Exercise requirements: Could you turn the lines below, from the line containing "Target: cockpit side window" through the end of the items, into a JSON list of strings with one string per line and any blank lines left out?

Location labeling records:

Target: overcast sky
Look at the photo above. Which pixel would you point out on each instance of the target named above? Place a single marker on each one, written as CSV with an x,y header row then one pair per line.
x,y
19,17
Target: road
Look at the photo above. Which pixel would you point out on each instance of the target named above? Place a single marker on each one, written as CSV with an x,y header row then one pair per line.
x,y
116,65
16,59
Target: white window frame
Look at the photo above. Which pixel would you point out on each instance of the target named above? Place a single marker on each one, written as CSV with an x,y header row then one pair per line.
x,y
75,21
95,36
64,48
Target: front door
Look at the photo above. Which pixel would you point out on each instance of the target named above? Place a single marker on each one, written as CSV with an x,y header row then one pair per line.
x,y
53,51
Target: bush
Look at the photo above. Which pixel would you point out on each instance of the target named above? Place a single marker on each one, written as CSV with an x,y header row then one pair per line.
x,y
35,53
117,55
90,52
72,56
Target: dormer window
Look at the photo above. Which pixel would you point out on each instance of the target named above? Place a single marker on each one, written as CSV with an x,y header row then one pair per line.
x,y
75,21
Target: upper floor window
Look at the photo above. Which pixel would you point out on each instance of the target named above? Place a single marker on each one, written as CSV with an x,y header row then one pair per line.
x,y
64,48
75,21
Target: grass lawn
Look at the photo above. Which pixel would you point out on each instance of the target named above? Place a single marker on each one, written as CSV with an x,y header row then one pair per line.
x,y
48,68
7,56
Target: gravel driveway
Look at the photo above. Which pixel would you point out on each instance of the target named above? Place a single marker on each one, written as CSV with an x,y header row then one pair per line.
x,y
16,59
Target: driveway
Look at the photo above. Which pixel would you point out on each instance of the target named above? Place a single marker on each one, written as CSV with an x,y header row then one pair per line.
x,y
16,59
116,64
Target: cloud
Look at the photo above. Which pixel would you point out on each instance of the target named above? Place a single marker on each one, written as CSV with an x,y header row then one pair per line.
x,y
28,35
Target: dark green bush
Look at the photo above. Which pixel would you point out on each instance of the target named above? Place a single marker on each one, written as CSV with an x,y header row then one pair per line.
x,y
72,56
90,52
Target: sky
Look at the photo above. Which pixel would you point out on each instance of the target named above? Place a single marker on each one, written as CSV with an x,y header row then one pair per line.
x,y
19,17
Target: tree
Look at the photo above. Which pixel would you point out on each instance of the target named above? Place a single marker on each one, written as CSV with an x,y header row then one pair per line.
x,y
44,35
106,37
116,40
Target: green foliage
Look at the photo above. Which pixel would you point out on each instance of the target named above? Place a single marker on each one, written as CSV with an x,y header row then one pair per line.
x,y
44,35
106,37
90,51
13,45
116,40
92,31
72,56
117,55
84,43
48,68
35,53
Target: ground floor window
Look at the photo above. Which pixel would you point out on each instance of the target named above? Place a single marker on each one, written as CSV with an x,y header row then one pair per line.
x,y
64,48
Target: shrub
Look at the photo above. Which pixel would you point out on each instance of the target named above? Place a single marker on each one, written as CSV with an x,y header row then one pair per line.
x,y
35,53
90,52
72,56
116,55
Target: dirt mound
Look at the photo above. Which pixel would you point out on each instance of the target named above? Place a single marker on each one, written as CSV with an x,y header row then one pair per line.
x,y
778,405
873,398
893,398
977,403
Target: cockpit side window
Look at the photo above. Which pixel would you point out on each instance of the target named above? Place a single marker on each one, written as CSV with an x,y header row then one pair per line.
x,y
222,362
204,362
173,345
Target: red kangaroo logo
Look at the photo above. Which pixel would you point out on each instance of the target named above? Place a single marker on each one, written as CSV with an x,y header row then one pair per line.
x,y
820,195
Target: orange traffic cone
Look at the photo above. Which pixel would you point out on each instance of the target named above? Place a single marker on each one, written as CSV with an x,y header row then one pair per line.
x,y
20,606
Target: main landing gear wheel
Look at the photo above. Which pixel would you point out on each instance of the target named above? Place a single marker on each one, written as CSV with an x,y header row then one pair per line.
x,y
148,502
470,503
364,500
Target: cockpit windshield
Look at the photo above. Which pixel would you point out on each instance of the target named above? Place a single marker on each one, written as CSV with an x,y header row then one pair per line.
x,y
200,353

Solution below:
[
  "Target: cockpit side window",
  "Look at the photo above. Which pixel would you point out on each instance of the target named above? Place a single marker on each one, written as CSV with an x,y header row then one pair per line.",
  "x,y",
  "222,362",
  "204,362",
  "173,345",
  "Target: red kangaroo logo",
  "Look at the photo above. Which pixel would you point out on each instance of the target named above? Place a single marker on each one, written as CSV with an x,y header row then one pair per line.",
  "x,y",
  "820,195",
  "Target: orange traffic cone",
  "Look at the photo above. Which pixel would you point out on each instance of the target named above? Place a single marker on each one, written as CSV with an x,y header row then one pair per line.",
  "x,y",
  "20,606",
  "Target: main landing gear wheel",
  "Look at the photo above. Which pixel would you point out on each instance of the target named above? Place a single marker on each one, written as CSV with an x,y header row then one pair per line.",
  "x,y",
  "148,502",
  "470,503",
  "364,500",
  "Target: cockpit windshield",
  "Look at the photo above. Which pixel would you point out on each instance of the target named above? Place a single marker on each one, written as CSV with an x,y header row then one pair per line.",
  "x,y",
  "200,353"
]